Count the lines in the records below that contain the string "over", with uppercase and lowercase treated as different. Reply with the number alone.

**Recorded information**
────────────────────

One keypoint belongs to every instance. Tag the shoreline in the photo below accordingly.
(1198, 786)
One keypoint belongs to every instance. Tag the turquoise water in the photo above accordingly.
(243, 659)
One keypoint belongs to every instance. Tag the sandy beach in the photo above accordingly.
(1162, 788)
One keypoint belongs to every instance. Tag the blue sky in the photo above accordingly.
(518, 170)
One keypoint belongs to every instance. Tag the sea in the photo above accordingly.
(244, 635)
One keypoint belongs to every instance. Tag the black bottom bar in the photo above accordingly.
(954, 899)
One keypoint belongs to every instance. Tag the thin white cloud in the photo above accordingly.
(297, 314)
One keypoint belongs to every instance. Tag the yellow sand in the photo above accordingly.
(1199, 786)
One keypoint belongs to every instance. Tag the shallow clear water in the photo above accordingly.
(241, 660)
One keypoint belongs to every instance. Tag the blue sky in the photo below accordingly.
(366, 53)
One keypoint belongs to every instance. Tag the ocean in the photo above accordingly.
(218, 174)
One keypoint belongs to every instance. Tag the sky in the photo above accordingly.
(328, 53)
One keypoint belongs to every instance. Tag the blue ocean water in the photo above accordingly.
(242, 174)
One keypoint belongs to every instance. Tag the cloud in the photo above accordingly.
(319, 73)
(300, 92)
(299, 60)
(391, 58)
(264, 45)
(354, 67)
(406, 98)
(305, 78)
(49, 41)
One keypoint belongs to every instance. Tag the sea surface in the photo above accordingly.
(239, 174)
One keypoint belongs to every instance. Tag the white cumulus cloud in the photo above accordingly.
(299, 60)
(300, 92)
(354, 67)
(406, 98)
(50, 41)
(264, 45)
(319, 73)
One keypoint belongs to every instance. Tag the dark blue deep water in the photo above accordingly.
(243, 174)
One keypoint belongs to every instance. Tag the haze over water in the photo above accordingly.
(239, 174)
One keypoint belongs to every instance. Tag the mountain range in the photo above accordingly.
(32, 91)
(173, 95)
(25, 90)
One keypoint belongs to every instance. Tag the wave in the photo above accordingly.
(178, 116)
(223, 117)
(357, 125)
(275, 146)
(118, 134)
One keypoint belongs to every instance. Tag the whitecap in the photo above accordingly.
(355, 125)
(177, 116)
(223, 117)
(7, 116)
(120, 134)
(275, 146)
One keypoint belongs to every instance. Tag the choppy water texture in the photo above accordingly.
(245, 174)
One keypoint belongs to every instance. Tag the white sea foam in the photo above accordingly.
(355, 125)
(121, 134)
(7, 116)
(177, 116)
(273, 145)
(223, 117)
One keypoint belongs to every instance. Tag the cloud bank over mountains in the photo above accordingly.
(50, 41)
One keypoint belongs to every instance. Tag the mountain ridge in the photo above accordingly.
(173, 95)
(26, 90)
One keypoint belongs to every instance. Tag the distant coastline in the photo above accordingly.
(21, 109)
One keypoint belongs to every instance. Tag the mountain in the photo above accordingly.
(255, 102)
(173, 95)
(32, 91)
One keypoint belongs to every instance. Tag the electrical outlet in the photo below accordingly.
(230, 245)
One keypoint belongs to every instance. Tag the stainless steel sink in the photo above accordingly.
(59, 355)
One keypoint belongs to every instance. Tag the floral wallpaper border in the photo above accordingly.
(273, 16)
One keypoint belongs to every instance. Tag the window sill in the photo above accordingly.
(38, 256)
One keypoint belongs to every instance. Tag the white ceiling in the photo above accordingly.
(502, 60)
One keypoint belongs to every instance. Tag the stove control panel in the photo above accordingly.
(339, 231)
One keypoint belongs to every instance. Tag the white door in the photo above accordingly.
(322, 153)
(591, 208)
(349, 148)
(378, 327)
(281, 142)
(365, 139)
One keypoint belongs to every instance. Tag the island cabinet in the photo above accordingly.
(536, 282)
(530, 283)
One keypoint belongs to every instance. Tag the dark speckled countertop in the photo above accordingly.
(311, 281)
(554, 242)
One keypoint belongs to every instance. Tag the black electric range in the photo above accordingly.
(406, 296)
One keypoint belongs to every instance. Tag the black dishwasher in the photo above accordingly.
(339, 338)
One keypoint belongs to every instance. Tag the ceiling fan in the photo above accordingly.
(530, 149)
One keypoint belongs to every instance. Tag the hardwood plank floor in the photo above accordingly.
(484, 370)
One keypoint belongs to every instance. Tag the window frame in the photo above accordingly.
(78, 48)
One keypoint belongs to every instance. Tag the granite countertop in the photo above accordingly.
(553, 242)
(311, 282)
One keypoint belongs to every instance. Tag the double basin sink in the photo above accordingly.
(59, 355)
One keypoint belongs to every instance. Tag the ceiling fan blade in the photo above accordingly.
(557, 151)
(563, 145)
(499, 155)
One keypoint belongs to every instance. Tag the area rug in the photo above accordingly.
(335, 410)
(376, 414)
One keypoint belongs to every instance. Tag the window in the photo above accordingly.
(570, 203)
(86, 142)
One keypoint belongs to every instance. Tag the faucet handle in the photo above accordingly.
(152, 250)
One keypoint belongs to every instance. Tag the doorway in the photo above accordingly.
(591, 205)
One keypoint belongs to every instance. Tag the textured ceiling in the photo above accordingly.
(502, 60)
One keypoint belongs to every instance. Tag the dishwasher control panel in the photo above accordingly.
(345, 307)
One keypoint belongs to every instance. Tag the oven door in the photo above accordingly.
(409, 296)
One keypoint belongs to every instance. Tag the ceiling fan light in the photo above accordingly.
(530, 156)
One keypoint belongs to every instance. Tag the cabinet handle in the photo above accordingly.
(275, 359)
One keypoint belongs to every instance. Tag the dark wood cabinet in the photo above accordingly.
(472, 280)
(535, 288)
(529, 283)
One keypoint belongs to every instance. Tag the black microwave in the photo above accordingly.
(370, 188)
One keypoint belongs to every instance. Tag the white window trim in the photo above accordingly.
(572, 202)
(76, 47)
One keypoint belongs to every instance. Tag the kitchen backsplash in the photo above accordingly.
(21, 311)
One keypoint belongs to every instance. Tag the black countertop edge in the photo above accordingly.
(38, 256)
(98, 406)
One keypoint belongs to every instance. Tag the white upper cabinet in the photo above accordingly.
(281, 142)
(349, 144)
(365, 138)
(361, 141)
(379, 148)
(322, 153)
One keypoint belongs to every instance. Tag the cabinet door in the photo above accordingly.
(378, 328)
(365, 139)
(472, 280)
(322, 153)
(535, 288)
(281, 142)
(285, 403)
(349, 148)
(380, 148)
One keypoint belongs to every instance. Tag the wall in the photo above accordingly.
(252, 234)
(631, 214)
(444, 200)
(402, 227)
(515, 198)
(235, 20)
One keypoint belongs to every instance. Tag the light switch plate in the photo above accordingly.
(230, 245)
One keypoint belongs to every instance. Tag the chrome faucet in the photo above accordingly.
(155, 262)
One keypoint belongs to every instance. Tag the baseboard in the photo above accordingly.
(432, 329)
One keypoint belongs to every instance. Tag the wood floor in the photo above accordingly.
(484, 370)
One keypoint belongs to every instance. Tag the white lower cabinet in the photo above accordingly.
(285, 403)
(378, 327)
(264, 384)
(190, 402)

────────────────────

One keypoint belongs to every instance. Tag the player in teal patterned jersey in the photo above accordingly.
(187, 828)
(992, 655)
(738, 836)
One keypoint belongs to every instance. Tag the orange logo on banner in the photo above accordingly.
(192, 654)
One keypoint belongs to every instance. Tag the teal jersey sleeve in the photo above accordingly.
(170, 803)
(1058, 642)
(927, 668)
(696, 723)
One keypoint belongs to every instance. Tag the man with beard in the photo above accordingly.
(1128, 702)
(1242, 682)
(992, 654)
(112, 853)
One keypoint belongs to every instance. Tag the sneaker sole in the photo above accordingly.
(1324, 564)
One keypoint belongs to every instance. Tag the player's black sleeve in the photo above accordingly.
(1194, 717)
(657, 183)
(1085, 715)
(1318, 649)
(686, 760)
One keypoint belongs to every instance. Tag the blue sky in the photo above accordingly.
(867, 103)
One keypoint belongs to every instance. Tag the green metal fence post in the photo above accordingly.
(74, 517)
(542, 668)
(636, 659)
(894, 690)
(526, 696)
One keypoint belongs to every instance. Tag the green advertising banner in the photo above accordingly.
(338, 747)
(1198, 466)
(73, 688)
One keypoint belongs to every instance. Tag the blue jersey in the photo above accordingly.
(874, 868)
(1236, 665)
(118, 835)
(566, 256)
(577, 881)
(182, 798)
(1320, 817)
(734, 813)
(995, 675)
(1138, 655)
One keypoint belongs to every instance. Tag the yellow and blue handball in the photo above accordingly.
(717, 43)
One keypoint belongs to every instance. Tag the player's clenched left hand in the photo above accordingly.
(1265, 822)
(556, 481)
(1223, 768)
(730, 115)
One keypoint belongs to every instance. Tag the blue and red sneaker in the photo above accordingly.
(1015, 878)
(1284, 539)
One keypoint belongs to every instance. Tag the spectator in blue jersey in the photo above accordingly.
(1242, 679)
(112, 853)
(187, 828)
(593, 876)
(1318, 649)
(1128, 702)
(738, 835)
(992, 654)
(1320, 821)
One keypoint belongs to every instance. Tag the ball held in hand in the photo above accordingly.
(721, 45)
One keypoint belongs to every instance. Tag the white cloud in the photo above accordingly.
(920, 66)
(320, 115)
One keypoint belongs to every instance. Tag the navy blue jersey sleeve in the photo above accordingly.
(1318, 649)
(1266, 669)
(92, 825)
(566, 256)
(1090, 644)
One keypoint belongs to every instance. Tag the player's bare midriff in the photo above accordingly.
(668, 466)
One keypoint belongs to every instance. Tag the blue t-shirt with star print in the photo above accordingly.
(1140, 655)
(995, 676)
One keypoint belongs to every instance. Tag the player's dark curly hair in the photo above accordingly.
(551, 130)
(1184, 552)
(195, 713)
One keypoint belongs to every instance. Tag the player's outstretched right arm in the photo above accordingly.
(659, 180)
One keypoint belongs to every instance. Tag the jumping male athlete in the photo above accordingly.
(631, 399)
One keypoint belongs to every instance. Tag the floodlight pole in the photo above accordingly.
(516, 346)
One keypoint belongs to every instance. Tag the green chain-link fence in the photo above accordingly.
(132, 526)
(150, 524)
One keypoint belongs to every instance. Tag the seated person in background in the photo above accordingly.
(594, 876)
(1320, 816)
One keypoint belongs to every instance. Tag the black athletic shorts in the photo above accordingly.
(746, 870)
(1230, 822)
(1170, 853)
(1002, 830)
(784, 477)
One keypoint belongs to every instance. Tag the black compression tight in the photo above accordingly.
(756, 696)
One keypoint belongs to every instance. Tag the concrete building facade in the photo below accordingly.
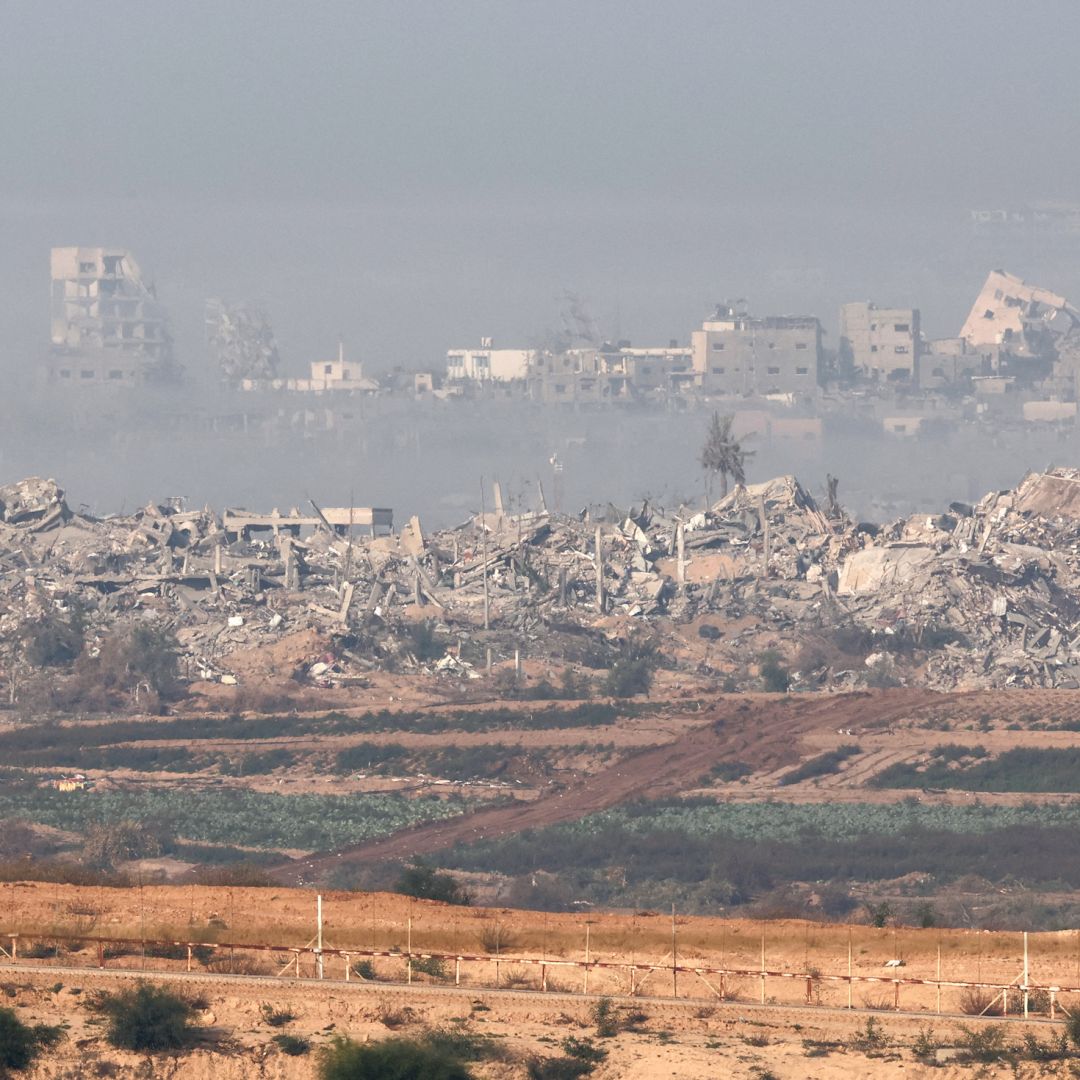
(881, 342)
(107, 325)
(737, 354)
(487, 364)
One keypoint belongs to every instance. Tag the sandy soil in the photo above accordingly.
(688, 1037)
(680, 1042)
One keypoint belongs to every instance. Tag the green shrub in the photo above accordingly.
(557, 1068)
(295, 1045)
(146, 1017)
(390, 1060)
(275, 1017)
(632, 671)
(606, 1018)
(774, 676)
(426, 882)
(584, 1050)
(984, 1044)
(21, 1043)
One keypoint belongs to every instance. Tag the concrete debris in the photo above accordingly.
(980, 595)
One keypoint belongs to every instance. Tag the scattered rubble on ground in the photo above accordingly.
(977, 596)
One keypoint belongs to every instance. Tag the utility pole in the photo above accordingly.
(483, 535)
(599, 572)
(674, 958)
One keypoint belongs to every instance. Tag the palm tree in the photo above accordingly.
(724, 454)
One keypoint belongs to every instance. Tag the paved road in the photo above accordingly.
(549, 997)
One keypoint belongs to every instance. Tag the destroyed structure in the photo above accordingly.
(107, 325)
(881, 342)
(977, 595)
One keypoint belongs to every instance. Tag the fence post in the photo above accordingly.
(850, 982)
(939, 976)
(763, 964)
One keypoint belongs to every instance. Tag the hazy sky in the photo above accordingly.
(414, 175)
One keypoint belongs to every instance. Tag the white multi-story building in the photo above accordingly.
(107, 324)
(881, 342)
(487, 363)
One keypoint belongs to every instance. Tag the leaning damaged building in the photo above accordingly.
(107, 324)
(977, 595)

────────────────────

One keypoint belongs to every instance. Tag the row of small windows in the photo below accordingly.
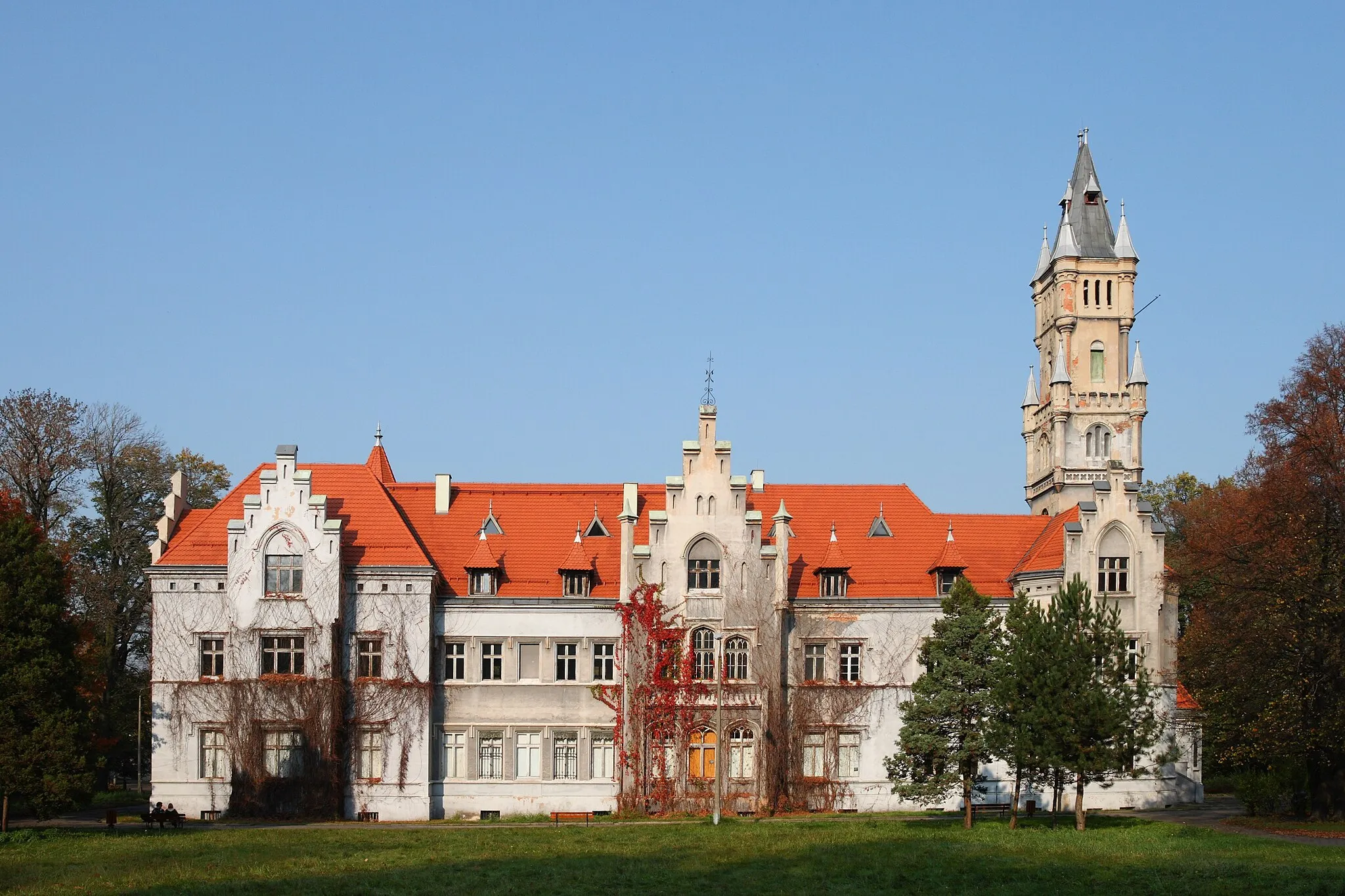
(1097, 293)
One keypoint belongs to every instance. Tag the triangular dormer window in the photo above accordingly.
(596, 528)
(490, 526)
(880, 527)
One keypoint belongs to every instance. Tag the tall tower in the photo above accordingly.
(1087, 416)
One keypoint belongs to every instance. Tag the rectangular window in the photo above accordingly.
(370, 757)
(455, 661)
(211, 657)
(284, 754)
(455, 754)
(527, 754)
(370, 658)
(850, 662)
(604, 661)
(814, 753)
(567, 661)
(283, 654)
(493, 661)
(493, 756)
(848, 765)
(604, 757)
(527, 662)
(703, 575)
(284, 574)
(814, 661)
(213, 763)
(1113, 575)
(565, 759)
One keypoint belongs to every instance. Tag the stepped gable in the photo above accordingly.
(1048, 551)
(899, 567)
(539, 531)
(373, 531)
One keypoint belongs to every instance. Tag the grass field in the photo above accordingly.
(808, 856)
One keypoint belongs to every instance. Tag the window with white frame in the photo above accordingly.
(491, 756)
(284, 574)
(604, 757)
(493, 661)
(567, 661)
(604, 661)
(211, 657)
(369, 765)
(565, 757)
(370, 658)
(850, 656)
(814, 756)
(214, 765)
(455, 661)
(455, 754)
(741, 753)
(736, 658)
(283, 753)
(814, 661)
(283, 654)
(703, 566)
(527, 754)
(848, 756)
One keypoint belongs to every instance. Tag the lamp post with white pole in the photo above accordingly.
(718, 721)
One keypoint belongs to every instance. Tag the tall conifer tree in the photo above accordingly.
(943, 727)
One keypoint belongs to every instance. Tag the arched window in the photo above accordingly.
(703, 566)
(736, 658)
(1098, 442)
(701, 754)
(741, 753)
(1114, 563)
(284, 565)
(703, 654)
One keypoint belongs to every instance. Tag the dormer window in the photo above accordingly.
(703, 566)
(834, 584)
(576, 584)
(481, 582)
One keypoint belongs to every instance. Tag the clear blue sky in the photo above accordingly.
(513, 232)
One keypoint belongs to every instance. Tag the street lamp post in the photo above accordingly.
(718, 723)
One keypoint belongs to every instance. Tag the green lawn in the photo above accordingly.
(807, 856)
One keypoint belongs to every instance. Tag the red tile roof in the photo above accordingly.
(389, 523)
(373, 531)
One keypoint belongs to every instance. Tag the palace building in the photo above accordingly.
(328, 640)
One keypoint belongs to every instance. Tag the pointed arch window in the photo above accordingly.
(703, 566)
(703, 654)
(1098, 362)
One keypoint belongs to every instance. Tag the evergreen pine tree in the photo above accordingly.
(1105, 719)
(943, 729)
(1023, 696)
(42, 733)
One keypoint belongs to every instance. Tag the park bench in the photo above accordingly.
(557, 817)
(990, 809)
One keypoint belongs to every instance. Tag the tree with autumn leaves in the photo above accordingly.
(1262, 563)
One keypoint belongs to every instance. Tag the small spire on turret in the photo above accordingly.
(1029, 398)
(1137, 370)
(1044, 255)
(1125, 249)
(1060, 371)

────────────────────

**Response below**
2